** Start of Dataset extract **
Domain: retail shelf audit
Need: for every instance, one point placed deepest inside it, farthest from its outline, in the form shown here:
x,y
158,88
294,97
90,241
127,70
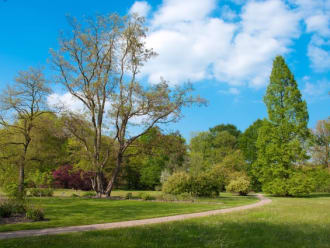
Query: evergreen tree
x,y
280,139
** End of Dataset extract **
▸ Aim of the task
Please copy the records above line for line, without changing anything, and leave the pictures out of your answer.

▸ The result
Domain: retail shelf audit
Need: for every instance, one point placed deepest inside it, farthest from its outline, in the form shown here:
x,y
158,88
294,97
90,241
127,70
Query: evergreen tree
x,y
280,139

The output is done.